-------- Source document --------

Re: [PATCH bpf-next] bpf: Add document for 'dst_port' of 'struct bpf_sock'

From: Martin KaFai Lau
Date: Mon Jan 24 2022 - 22:01:44 EST


On Thu, Jan 20, 2022 at 09:17:27PM -0800, Alexei Starovoitov wrote:
> On Thu, Jan 20, 2022 at 6:18 AM Menglong Dong <menglong8.dong@xxxxxxxxx> wrote:
> >
> > On Thu, Jan 20, 2022 at 12:17 PM Alexei Starovoitov
> > <alexei.starovoitov@xxxxxxxxx> wrote:
> > >
> > > On Thu, Jan 20, 2022 at 11:02:27AM +0800, Menglong Dong wrote:
> > > > Hello!
> > > >
> > > > On Thu, Jan 20, 2022 at 6:03 AM Alexei Starovoitov
> > > > <alexei.starovoitov@xxxxxxxxx> wrote:
> > > > >
> > > > [...]
> > > > >
> > > > > Looks like
> > > > > __sk_buff->remote_port
> > > > > bpf_sock_ops->remote_port
> > > > > sk_msg_md->remote_port
> > > > > are doing the right thing,
> > > > > but bpf_sock->dst_port is not correct?
> > > > >
> > > > > I think it's better to fix it,
> > > > > but probably need to consolidate it with
> > > > > convert_ctx_accesses() that deals with narrow access.
> > > > > I suspect reading u8 from three flavors of 'remote_port'
> > > > > won't be correct.
> > > >
> > > > What's the meaning of 'narrow access'? Do you mean to
> > > > make 'remote_port' u16? Or 'remote_port' should be made
> > > > accessible with u8? In fact, '*((u16 *)&skops->remote_port + 1)'
> > > > won't work, as it only is accessible with u32.
> > >
> > > u8 access to remote_port won't pass the verifier,
> > > but u8 access to dst_port will.
> > > Though it will return incorrect data.

--------

* Your instructions
Decide whether each statement below agrees with the mailing-list reply above, answering yes or no and quoting the words that settle it. 1. A u8 access to remote_port passes the verifier. 2. A u8 access to dst_port returns incorrect data. 3. The expression '*((u16 *)&skops->remote_port + 1)' works.

-------- Given data --------

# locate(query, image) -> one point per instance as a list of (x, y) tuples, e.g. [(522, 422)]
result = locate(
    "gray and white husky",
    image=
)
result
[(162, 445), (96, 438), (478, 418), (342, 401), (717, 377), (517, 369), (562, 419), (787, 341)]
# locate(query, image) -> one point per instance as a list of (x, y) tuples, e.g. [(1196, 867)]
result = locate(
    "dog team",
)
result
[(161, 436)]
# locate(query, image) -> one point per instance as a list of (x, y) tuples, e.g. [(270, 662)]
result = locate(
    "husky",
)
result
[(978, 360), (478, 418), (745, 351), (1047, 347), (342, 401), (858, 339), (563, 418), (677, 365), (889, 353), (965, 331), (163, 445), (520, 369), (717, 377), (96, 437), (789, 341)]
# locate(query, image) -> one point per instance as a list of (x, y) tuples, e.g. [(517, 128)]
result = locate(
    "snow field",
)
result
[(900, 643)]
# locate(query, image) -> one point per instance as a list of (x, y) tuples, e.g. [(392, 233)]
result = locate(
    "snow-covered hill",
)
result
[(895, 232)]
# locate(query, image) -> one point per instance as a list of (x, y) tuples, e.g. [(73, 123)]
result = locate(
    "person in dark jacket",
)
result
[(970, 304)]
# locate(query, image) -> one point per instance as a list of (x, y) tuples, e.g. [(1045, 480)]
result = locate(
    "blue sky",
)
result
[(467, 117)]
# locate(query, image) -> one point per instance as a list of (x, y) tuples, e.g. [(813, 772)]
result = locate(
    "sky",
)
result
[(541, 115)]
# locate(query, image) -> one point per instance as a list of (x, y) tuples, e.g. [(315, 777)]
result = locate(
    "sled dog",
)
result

--------

* The result
1. No: "u8 access to remote_port won't pass the verifier"
2. Yes: "Though it will return incorrect data."
3. No: "won't work, as it only is accessible with u32."